### Work order
Rewrite the items from the very first line through the line holding "negative clicks: (183, 153)", inclusive, changing "positive clicks" to "foreground clicks" and keeping everything else the same. Give back only those lines.

### Source material
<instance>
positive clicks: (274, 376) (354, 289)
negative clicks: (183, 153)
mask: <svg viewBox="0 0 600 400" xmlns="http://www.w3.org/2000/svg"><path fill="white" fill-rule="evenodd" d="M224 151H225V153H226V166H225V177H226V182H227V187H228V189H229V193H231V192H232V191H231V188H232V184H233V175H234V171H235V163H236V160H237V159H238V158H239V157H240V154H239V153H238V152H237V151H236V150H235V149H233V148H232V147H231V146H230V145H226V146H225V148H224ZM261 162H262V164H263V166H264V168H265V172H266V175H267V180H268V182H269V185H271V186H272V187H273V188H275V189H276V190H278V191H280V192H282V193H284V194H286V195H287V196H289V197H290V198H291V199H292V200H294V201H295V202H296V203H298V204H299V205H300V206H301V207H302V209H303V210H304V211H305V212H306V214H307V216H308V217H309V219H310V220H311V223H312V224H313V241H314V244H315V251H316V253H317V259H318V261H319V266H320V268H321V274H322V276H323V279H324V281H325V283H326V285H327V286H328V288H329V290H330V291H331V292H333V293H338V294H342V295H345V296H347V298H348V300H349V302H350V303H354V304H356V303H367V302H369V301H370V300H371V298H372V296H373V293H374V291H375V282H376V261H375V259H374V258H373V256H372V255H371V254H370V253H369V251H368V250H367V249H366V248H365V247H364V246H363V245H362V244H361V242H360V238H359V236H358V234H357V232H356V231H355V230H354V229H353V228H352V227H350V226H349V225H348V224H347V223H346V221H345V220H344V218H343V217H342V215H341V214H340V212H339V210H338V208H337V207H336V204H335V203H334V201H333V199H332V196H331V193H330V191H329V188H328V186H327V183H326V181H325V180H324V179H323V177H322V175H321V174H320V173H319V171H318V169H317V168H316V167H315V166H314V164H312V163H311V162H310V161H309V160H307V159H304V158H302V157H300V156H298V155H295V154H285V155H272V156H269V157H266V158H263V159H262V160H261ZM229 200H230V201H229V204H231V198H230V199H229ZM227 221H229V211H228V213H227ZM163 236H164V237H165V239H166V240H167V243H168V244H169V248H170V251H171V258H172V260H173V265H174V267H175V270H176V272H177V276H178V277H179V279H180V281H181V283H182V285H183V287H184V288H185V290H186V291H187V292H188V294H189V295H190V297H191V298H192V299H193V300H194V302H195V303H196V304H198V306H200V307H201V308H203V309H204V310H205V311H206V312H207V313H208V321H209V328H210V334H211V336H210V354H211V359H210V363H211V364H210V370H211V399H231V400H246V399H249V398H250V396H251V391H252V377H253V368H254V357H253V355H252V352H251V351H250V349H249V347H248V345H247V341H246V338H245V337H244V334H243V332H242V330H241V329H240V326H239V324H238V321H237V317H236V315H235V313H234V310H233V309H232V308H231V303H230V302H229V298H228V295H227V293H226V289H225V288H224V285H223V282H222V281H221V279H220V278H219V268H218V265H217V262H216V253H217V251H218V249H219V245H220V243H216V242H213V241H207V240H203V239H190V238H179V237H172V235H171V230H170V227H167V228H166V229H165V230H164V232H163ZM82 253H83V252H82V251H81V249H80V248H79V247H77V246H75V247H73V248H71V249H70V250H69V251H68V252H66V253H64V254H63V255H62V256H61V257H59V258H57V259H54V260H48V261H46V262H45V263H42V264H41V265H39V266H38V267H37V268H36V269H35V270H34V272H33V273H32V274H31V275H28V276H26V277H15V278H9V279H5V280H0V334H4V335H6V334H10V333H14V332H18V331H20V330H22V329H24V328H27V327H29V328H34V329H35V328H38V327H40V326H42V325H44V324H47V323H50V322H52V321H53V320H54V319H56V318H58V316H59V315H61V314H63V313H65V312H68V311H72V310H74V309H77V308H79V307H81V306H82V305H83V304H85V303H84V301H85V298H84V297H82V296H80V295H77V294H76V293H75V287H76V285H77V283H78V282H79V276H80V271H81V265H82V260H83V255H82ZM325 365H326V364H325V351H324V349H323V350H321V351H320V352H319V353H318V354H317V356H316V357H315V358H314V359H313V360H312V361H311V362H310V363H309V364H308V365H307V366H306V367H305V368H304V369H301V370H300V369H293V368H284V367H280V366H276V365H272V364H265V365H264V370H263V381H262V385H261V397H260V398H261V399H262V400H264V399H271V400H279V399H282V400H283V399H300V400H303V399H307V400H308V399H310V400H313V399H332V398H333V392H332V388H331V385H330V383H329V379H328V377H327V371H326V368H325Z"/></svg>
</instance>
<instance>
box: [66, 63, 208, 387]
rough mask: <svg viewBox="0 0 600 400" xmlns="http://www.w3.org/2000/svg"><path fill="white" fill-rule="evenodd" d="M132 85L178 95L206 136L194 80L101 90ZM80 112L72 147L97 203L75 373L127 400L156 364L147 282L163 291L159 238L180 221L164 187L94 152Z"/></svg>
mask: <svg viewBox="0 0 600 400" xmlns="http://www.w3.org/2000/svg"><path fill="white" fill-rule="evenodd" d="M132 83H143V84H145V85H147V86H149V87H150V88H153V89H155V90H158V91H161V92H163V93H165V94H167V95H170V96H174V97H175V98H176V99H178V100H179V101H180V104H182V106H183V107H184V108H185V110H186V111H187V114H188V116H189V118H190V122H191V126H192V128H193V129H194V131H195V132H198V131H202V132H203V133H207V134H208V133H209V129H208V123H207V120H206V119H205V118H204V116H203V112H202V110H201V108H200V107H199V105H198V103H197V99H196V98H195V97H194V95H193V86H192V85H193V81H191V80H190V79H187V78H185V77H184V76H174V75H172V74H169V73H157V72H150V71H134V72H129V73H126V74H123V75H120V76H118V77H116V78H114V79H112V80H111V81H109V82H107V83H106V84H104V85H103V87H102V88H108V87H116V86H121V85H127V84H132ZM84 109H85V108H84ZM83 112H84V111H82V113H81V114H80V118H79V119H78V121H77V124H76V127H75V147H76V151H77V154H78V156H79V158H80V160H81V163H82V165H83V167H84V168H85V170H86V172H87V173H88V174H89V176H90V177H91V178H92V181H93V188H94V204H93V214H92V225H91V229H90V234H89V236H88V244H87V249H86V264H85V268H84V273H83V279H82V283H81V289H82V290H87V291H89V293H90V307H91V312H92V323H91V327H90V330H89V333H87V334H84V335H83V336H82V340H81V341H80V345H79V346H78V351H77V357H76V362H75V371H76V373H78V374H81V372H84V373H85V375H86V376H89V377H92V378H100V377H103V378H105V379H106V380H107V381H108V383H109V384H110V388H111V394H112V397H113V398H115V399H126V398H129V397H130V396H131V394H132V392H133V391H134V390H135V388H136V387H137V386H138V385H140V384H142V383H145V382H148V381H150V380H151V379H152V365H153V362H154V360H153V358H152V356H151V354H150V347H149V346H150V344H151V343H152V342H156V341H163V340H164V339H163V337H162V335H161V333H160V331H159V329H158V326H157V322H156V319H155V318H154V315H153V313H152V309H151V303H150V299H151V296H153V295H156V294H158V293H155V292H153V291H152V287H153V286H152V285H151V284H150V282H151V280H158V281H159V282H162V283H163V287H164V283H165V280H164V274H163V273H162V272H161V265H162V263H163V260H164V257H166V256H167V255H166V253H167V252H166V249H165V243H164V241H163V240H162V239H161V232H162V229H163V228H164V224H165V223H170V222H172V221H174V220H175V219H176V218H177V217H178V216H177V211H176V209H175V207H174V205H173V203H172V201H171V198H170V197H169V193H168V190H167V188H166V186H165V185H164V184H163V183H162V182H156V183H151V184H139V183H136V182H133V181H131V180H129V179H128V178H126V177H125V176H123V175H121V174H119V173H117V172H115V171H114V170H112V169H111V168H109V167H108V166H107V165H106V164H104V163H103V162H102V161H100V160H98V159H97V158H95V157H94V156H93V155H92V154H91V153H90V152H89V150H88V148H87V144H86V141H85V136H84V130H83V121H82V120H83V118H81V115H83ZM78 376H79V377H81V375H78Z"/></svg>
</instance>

### Response
<instance>
foreground clicks: (274, 376) (354, 289)
negative clicks: (183, 153)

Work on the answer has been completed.